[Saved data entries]

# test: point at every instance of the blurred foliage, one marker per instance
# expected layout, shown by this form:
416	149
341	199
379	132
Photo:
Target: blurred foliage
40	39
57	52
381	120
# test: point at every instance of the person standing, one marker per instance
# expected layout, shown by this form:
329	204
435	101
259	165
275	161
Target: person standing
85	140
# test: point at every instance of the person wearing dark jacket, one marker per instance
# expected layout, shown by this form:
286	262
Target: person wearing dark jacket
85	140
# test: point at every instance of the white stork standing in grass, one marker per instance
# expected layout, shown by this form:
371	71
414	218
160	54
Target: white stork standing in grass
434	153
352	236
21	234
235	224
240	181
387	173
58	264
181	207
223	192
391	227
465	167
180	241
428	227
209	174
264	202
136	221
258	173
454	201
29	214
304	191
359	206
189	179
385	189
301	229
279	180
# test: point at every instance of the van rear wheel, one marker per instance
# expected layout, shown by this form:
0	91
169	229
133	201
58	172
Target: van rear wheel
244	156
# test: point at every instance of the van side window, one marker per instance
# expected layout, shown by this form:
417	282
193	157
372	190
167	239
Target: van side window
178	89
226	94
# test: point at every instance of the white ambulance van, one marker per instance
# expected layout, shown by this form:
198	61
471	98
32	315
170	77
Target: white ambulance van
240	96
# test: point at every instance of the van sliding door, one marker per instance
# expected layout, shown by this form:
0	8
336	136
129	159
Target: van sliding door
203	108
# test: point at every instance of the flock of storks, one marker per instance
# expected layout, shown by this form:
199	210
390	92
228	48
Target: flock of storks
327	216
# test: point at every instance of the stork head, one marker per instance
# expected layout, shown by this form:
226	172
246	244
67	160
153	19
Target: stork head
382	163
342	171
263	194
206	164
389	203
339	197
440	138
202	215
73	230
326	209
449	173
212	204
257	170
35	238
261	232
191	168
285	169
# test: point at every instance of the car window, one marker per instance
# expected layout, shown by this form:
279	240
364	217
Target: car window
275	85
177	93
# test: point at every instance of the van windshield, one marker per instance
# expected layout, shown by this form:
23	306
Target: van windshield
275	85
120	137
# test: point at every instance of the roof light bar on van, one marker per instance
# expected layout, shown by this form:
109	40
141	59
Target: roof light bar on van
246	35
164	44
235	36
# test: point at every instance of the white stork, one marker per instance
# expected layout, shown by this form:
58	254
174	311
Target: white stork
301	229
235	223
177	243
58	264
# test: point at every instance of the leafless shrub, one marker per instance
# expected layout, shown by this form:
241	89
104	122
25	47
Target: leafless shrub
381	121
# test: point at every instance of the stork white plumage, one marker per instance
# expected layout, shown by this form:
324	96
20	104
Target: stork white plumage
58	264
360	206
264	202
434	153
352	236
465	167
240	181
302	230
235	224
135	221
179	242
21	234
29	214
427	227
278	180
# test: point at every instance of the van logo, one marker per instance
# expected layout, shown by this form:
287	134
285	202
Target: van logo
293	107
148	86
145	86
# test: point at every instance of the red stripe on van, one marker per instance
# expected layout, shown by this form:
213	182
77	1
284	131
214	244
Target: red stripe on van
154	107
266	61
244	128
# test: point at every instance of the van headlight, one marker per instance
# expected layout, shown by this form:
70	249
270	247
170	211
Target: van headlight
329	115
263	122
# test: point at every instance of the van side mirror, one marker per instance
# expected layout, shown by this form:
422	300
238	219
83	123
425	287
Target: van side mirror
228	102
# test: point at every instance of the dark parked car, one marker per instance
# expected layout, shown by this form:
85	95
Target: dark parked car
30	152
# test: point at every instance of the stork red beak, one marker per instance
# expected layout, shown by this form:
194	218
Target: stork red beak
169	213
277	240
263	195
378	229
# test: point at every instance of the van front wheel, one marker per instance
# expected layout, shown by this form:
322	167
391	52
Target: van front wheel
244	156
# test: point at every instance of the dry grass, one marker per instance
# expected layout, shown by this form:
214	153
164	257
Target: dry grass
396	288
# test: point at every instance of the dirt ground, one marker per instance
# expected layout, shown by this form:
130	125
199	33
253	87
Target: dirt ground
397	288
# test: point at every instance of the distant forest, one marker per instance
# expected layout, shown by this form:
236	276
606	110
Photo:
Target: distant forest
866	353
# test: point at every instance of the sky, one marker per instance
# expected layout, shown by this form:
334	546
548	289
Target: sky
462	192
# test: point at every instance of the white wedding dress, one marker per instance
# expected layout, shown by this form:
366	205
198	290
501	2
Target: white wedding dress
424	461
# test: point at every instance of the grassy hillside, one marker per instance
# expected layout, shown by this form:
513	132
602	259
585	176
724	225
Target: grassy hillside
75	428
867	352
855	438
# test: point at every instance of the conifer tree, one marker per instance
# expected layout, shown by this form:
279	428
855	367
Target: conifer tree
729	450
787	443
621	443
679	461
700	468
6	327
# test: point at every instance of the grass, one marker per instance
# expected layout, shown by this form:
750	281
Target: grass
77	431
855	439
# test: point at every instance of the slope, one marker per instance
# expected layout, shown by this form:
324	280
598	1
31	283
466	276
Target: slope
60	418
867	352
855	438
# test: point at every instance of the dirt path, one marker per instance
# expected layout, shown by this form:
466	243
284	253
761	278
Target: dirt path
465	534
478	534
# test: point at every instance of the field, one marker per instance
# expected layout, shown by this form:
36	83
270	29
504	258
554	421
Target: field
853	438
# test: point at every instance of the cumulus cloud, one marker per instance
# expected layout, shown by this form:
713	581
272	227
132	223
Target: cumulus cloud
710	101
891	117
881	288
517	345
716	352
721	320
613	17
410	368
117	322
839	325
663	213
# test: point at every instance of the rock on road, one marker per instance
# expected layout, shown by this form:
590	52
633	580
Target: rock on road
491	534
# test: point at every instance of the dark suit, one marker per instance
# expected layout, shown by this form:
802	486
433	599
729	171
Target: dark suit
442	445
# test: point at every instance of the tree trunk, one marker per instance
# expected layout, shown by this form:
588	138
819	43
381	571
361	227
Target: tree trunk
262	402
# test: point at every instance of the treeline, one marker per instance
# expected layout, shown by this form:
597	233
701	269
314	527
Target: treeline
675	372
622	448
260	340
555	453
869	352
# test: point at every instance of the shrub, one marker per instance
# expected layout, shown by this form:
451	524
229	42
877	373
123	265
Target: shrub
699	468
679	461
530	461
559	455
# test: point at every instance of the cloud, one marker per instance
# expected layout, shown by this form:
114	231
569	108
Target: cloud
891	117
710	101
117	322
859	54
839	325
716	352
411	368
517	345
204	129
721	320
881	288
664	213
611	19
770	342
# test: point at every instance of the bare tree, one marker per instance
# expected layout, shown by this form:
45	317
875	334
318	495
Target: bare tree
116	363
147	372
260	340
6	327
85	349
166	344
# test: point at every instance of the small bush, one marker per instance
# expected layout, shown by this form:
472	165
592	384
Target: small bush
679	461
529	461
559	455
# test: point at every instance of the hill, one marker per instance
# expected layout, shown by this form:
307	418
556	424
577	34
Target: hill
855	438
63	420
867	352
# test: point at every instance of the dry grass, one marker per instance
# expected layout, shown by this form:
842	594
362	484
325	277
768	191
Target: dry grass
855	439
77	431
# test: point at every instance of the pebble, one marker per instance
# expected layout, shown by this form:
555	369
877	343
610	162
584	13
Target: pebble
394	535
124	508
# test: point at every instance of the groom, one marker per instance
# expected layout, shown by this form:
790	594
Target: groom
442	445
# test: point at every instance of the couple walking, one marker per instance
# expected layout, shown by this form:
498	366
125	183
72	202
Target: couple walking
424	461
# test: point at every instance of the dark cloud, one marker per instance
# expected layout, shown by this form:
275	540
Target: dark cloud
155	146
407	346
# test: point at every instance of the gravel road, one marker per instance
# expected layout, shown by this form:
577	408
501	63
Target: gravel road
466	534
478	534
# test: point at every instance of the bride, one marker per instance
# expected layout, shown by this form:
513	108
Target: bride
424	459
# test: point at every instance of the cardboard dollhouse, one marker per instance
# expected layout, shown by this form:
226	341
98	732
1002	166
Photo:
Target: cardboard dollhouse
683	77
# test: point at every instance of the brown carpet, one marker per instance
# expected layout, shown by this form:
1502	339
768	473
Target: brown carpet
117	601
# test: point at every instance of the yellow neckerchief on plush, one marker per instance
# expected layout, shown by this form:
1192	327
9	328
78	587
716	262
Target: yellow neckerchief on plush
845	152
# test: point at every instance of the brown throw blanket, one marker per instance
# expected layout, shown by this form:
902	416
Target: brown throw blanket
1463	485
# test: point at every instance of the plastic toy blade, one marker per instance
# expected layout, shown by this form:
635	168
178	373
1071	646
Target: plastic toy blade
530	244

ASSIGNMENT:
Nothing but the lines from the one with "# test: point at every instance of the plastic" through the final line of the data belongs in the answer, and they must match exactly.

RESPONSE AREA:
# test: point at every instance of the plastic toy blade, one marker per instance
# expected layout, shown by this form:
635	168
178	373
1071	646
Target: plastic toy blade
530	244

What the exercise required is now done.